Goal of the exercise
Quote the whole listing below word for word, from its first line to its last.

Data rows
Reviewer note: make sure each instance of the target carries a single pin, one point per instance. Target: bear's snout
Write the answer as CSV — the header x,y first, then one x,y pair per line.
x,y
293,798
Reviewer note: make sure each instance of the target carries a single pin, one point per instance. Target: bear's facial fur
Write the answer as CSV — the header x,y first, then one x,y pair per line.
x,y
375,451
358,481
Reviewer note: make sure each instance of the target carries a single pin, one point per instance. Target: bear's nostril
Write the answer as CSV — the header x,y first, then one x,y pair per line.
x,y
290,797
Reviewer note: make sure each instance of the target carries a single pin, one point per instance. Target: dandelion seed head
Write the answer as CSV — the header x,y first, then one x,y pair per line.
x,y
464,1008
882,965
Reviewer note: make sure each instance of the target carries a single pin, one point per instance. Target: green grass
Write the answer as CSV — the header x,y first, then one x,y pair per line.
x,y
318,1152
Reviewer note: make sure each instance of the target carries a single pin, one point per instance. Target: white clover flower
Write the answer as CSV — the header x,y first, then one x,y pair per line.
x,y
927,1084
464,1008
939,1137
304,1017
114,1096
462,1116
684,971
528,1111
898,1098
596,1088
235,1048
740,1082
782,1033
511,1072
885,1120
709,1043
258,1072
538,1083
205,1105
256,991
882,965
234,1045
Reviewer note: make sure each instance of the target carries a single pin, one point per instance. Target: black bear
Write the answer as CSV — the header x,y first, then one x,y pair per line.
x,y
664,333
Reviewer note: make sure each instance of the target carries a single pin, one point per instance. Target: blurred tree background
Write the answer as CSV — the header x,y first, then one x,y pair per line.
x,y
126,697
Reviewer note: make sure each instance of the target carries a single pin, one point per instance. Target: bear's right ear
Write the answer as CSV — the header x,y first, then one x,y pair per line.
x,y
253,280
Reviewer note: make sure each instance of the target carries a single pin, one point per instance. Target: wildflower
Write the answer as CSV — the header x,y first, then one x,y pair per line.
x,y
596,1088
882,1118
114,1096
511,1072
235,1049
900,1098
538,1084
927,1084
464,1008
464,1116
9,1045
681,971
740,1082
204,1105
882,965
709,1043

Exercise output
Reviewer note: make sure each instance of the target carries a single pin, one point per instance. Target: bear's snout
Write the answer as CSV — the header x,y first, then one x,y pair per line.
x,y
293,798
Reviewer note: make sure each instance of the target carries a single pin, one point per instance. Target: bear's facial fur
Write the answer as CSV — the header x,y first, then one x,y pair per line.
x,y
375,451
358,481
Reviewer note: make sure each instance of the target carries a single pin, one point per instance. Target: bear's nostril
Write the answer as CSV — the header x,y first, then one x,y pair per line.
x,y
290,797
Reviewer note: make sure each instance of the target carries a single pin, one point per instance. Target: dandelion seed head
Write the answer as CSV — the header x,y first, then one x,y pair per line.
x,y
464,1008
882,965
Reviewer note: make sure each instance of the target carries a single pin, one point per instance. Target: green grass
Write the answer as CSV — the header x,y first, then one x,y pair per line.
x,y
318,1152
Reviewer note: make sure each instance of the target carries a single pin, one point per instance. Target: white clover flower
Write the answer as CSV — the header x,y first, then one x,y pair per line.
x,y
927,1084
464,1008
939,1137
304,1017
114,1096
462,1116
684,971
528,1111
898,1098
596,1088
235,1048
740,1082
782,1033
511,1072
885,1120
709,1043
258,1072
538,1083
205,1105
256,991
882,965
234,1045
Reviewer note: make sure each instance of the target carries a single pin, one point per instance. Target: black bear
Write the answer as CSV — the header x,y first, then one x,y pair per line.
x,y
664,333
Reviewer note: make sure each instance of the target carries a single pin, one point per instance. Target: blurred tree background
Write the answer as CSV — the header x,y first, then one x,y pair per line.
x,y
126,697
Reviewer note: make sure each instance of the target carries a single pin, one point per instance. Target: bear's right ear
Write the answer as CSV — the header x,y first, then one x,y pair per line.
x,y
253,280
Reviewer note: make sure each instance of the target carries a single pin, one point per instance. Target: wildflower
Write the answer as CSV — the header x,y first, then one x,y pair per line.
x,y
596,1088
882,1118
114,1096
511,1072
235,1049
900,1098
538,1084
927,1084
464,1008
464,1116
9,1045
681,971
740,1082
204,1105
882,965
709,1043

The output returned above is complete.